* [TESTO DA LEGGERE]:

· · · · ·

Dopo aver triturato per anni gli organi riproduttivi di tutti con la faccenda che il destino braidense era la caserma Mascheroni, oplà, ecco una nuova caserma, la XXIV Maggio. Sono, ridendo e scherzando, più di trent’anni che varco il portone di via Brera, sempre lo stesso, solido e rassicurante, ma in realtà vado da un’altra parte, in una forma di bizzarro nomadismo in surplace. Manca spazio per Pinacoteca e Accademia insieme: non è più possibile che Brera stia a Brera. Me lo son sempre sentito dire e ho finito per prenderlo come una formula portafortuna: sinché ci sarà qualcuno che la pronunci, niente si muoverà. 

La questione l’aveva posta con forza, e sapendo cosa diceva, il leggendario soprintendente Franco Russoli già nel 1974, tanto che già nel 1972 aveva convinto le autorità ad acquisire il vicino Palazzo Citterio progettando un primo ampliamento di spazi. Poi purtroppo è morto nel 1977, e da allora la sua idea di «Grande Brera» l’hanno ridotta a slogan e raccontata in cento modi diversi, con venature da molto bottegaie a molto elettorali. Nel frattempo, per dire, Palazzo Citterio è ancora lì, accompagnato invece dal singolare mantra portasfiga per cui è una vita che «l’anno prossimo apre».

Dopo Russoli, negli anni l’Accademia si è spostata in un sacco di posti suggestivi. Sono stato alla vecchia fabbrica Ansaldo, poi negli uffici abbandonati della Dalmine che stanno dirimpetto a Brera, poi alla Bicocca, poi nell’area dismessa della Falck a Sesto San Giovanni dal cui risanamento hanno fatto scappare anche Renzo Piano. Certo, entravo sempre dallo stesso portone, ma che cale? Era bello farsi un sacco di viaggi così, con la mente, qua e là nella nuova Milano postindustriale.

Poi è arrivato Rutelli. Che mi era anche simpatico con quell’aria sana e manageriale. Mi piace ricordarlo così, che annuncia al colto e all’inclita con piglio decisionista: «Il primo obiettivo del 2008: trasferire Brera in caserma», perché «vogliamo risolvere finalmente un punto dolente della cultura italiana». Cosa meglio della fatidica caserma Magenta Carroccio di via Mascheroni? Mi era pure un po’ famigliare, perché ci avevo fatto la visita di leva. Quando Rutelli l’ha detto, i militari, è vero, non lo sapevano ancora che ce l’avrebbero dovuta concedere, ma son quisquilie.

· · · · ·

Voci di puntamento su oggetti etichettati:
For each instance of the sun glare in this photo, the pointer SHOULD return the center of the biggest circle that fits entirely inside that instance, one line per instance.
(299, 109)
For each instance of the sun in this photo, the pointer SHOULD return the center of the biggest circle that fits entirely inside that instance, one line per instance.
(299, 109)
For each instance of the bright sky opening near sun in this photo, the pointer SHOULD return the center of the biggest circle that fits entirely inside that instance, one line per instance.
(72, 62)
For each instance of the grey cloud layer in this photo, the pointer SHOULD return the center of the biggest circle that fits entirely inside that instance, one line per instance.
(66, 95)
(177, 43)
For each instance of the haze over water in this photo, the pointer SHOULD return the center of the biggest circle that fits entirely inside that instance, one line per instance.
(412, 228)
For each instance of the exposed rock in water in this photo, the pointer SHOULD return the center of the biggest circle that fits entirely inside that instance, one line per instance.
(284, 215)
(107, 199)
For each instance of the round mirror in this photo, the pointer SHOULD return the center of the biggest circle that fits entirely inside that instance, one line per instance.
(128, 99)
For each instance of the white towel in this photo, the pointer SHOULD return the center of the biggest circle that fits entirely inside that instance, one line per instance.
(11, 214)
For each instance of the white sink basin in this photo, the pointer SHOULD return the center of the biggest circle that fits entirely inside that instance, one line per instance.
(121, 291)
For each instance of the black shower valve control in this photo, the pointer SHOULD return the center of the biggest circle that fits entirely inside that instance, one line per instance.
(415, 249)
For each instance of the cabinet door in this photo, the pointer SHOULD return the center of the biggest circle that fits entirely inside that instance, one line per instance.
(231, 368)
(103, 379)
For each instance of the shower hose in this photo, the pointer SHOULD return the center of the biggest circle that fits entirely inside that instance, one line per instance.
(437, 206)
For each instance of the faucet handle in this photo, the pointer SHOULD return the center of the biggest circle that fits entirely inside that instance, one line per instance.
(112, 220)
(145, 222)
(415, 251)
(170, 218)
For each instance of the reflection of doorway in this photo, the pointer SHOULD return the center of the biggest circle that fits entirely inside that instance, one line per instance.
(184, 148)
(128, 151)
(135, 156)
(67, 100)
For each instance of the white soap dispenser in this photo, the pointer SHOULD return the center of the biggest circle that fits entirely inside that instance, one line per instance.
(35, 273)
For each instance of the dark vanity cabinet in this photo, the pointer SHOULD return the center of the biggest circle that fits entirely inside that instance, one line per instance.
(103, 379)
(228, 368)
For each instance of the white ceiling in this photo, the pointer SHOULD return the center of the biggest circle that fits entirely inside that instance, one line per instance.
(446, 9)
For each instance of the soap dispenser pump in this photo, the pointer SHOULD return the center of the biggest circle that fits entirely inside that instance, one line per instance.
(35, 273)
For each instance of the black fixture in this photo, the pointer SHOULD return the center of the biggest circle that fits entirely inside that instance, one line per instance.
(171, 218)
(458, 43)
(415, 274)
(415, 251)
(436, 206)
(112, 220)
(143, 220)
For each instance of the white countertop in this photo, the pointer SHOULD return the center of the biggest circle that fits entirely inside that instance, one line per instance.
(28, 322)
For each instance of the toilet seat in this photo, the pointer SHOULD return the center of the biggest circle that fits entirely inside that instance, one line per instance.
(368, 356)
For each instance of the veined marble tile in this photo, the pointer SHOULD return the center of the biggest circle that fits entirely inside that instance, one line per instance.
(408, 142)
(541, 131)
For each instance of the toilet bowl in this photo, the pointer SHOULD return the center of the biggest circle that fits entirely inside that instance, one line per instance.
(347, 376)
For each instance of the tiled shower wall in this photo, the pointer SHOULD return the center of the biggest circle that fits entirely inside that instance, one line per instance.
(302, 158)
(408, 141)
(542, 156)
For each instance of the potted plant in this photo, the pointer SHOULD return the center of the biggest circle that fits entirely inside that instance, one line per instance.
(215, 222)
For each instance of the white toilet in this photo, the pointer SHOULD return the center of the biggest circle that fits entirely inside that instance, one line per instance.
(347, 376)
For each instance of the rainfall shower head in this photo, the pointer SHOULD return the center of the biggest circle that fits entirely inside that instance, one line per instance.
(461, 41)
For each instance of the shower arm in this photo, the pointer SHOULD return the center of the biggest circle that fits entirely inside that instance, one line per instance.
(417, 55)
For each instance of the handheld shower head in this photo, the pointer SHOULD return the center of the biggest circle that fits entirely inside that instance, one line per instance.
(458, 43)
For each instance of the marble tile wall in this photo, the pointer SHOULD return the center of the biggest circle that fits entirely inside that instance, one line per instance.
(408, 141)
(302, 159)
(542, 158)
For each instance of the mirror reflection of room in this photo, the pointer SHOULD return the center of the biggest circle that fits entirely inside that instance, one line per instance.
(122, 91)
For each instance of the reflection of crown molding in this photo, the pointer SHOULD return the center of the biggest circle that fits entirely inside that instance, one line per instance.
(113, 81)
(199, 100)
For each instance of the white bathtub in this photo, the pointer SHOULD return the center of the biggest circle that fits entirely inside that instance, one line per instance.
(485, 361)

· · · · ·

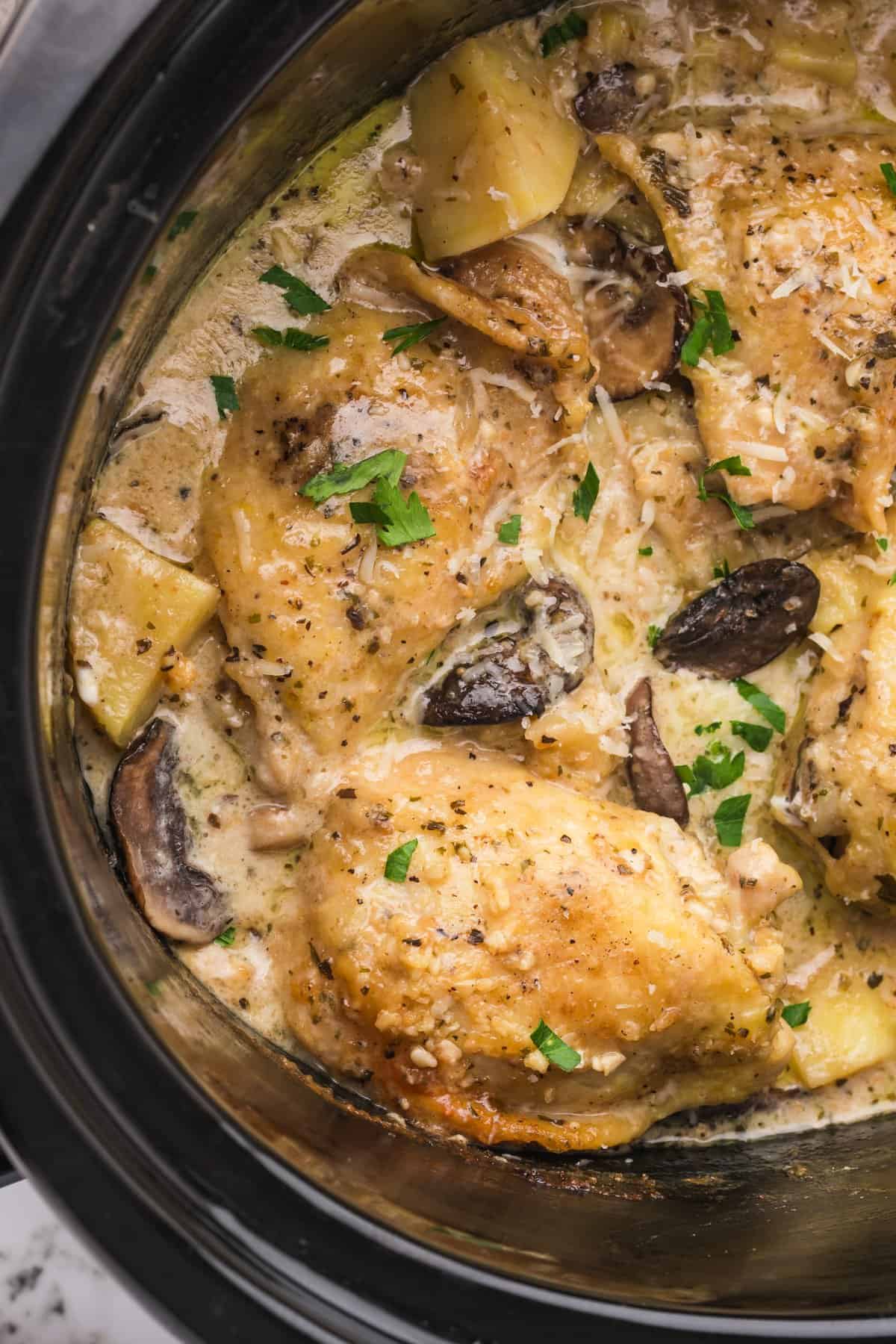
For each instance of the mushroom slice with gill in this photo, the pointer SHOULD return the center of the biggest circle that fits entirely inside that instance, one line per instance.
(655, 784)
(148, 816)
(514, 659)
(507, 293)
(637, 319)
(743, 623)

· · · · ·

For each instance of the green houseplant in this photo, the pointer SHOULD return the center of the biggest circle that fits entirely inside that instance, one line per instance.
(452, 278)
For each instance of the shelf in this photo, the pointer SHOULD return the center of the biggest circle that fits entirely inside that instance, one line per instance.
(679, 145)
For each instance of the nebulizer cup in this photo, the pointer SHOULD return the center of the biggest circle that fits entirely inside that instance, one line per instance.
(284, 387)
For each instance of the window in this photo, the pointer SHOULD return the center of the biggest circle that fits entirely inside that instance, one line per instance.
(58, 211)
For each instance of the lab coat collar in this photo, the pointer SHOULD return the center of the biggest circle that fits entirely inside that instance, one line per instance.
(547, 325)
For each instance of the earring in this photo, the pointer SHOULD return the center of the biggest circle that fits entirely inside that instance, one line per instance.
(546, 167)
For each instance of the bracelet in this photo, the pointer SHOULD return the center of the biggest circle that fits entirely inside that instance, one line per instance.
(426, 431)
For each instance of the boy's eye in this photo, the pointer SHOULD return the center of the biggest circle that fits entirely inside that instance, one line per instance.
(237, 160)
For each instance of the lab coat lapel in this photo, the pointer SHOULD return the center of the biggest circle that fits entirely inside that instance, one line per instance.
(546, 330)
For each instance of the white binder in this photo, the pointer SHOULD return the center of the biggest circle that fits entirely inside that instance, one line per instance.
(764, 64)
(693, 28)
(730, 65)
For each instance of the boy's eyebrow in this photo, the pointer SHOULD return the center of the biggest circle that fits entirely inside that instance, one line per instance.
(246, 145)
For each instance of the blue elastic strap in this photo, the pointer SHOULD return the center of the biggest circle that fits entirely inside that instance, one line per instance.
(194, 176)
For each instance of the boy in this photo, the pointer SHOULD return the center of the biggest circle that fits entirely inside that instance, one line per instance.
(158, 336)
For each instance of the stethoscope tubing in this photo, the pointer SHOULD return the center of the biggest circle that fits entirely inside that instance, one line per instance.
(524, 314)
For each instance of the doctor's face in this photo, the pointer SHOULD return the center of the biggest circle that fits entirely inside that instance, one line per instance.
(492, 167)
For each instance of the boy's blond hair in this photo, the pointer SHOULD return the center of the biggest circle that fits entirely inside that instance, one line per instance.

· · · · ·

* [COMPITI]:
1. Rispondi alle domande sul brano su Brera.
(a) In che anno Russoli convinse le autorità ad acquisire Palazzo Citterio?
(b) Chi è stato fatto scappare dal risanamento dell'area dismessa della Falck?
(c) Che cosa aveva fatto il narratore nella caserma di via Mascheroni?
2. Prosegui il brano su Brera a partire dall'ultima frase.

* [RISULTATI PER COMPITO]:
1.
(a) Nel 1972.
(b) Renzo Piano.
(c) La visita di leva.

2.
Due anni dopo il trio ministeriale delle meraviglie Bondi Gelmini e La Russa, in compagnia del mitico commissario straordinario Resca, assevera, oh se assevera.  

Magari si scordano di dirti che nel frattempo son lì a ragionare su come spostare dalla Mascheroni quattro chilometri di scaffali degli archivi dei militi, il che significa ristrutturare altri pezzi di caserme per poter ristrutturare questi per poter ristrutturare quelli di Brera. Per la gioiosa macchina da guerra tutto si può fare, soprattutto se si evita accuratamente di annunciare con quali soldi si faranno le cose. Bondi, che sogna il «Louvre italiano», è affezionato all’idea di una Fondazione, che però muore il giorno stesso della conferenza stampa d’annuncio. Che vuoi che sia? Intanto, Palazzo Cusani l’anno prossimo apre.

Nel frattempo, adeguatamente invecchiato, ho capito che l’amore tra me e il portone di Brera si era trasformato in una di quelle solide consuetudini d’affetto che fanno durare i matrimoni tutta una vita, e mi son messo tranquillo. È vero, ogni tanto tocca prendere il tram per andare in un posto chiamato pomposamente Brera 2 proprio come nella serie di Rambo: infatti è una vendetta del fantasma di Hayez, un pezzo di un istituto tecnico di quelli tutti vetro e alluminio dall’architettura che grida vendetta, utilizzato «provvisoriamente» a partire dall’inizio del secolo nuovo. Ma è roba provvisoria, appunto, düra minga.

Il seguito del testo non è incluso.